■ **PROBLEM REQUIREMENTS**:
Output exactly the lines from the one with "Please locate the moss" to the close of the records below, first and last included.

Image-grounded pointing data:
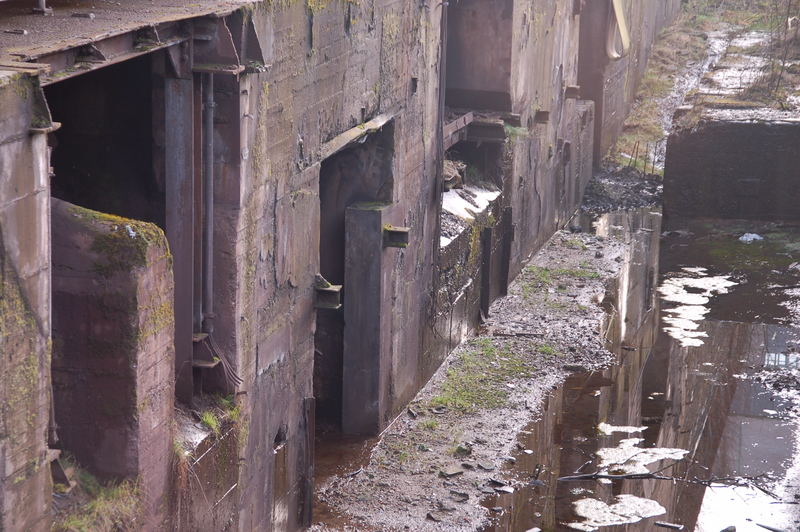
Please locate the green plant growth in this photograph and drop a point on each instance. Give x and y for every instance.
(429, 424)
(100, 506)
(211, 421)
(477, 380)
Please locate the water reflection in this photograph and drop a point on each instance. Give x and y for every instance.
(694, 396)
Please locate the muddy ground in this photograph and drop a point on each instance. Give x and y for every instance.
(435, 463)
(440, 462)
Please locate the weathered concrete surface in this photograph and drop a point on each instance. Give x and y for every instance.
(113, 384)
(25, 484)
(612, 83)
(329, 73)
(730, 156)
(479, 54)
(326, 68)
(733, 169)
(203, 492)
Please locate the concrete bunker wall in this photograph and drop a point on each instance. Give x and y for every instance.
(329, 71)
(729, 169)
(25, 484)
(612, 83)
(113, 354)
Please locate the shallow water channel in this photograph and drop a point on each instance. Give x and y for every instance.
(703, 317)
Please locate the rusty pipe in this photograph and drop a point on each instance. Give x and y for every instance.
(208, 203)
(617, 21)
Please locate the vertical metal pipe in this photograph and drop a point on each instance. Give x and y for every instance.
(208, 203)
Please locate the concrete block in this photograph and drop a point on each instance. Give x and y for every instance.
(113, 360)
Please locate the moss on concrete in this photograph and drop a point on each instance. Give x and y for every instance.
(121, 243)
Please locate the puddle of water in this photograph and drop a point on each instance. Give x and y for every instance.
(688, 411)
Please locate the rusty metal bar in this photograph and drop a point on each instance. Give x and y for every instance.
(208, 203)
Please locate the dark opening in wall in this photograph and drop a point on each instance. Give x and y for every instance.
(479, 38)
(102, 157)
(360, 173)
(473, 177)
(112, 282)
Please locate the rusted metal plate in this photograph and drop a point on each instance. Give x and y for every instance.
(62, 31)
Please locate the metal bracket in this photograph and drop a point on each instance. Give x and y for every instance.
(618, 21)
(541, 117)
(572, 92)
(395, 237)
(327, 296)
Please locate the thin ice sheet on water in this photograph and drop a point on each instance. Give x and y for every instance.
(630, 459)
(626, 509)
(691, 293)
(608, 430)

■ **FINISHED EXERCISE**:
Please locate the moss on concrete in this photograph and drop a point on each instance. Give x and y for every instance.
(121, 243)
Please locate the puddle of water in this photograph and drop a point on each instance. Give x and y for every instance.
(688, 411)
Please locate the rusty metal bar in this photograph and drop a point on each instance. Give x and y for every instance.
(208, 203)
Please locate the dark opening in wall in this photograph and drop a point on each instance. Give x and y for every instance.
(479, 38)
(102, 157)
(360, 173)
(473, 177)
(112, 282)
Please locate the rusted metal plate in this photograph and drop a point on each instance. Give x and y for every instance.
(62, 31)
Please locate the metal bracket in this photograph and drop a point on each instance. Give x and y for every instance.
(618, 21)
(541, 117)
(572, 92)
(395, 237)
(327, 296)
Please locate the thin ice sheet on water in this photograph and drop a point on each instance. Give x and y for every instance.
(630, 459)
(626, 509)
(691, 293)
(608, 430)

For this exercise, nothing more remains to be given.